Object position labeling entries:
************

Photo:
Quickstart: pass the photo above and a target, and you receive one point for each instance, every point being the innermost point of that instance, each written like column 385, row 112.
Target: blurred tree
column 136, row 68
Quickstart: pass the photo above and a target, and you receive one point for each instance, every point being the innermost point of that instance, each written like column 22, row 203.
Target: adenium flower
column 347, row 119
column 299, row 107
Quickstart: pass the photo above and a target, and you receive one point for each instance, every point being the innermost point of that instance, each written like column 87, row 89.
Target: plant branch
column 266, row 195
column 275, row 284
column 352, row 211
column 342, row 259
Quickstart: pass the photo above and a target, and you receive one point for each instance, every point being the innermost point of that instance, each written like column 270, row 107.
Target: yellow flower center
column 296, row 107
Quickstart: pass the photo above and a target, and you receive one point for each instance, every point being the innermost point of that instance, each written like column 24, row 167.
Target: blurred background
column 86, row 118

************

* What you need to do *
Convert the records from the line containing "87, row 89." through the end of the records, both ends included, into a two-column CSV with the headers input and output. Give one row per record, with its text and its answer each in a single quoted field and line breaks replaced by spaces.

* Final result *
input,output
"Quickstart: pass the photo above and a target, and you receive one point for each instance, every point being the innermost point of that instance, each written like column 87, row 89. Target: plant branch","column 266, row 195 column 275, row 284 column 352, row 211 column 342, row 259"
"Quickstart: pass the photo above and a target, and you receive one point for each instance, every point being the innermost point of that instance, each written like column 270, row 107. Target: yellow flower center","column 296, row 107"
"Quickstart: pass the photo above and a target, and you receive one point for each instance, every point being the innermost point of that instance, each written like column 24, row 167. Target: blurred background","column 86, row 118"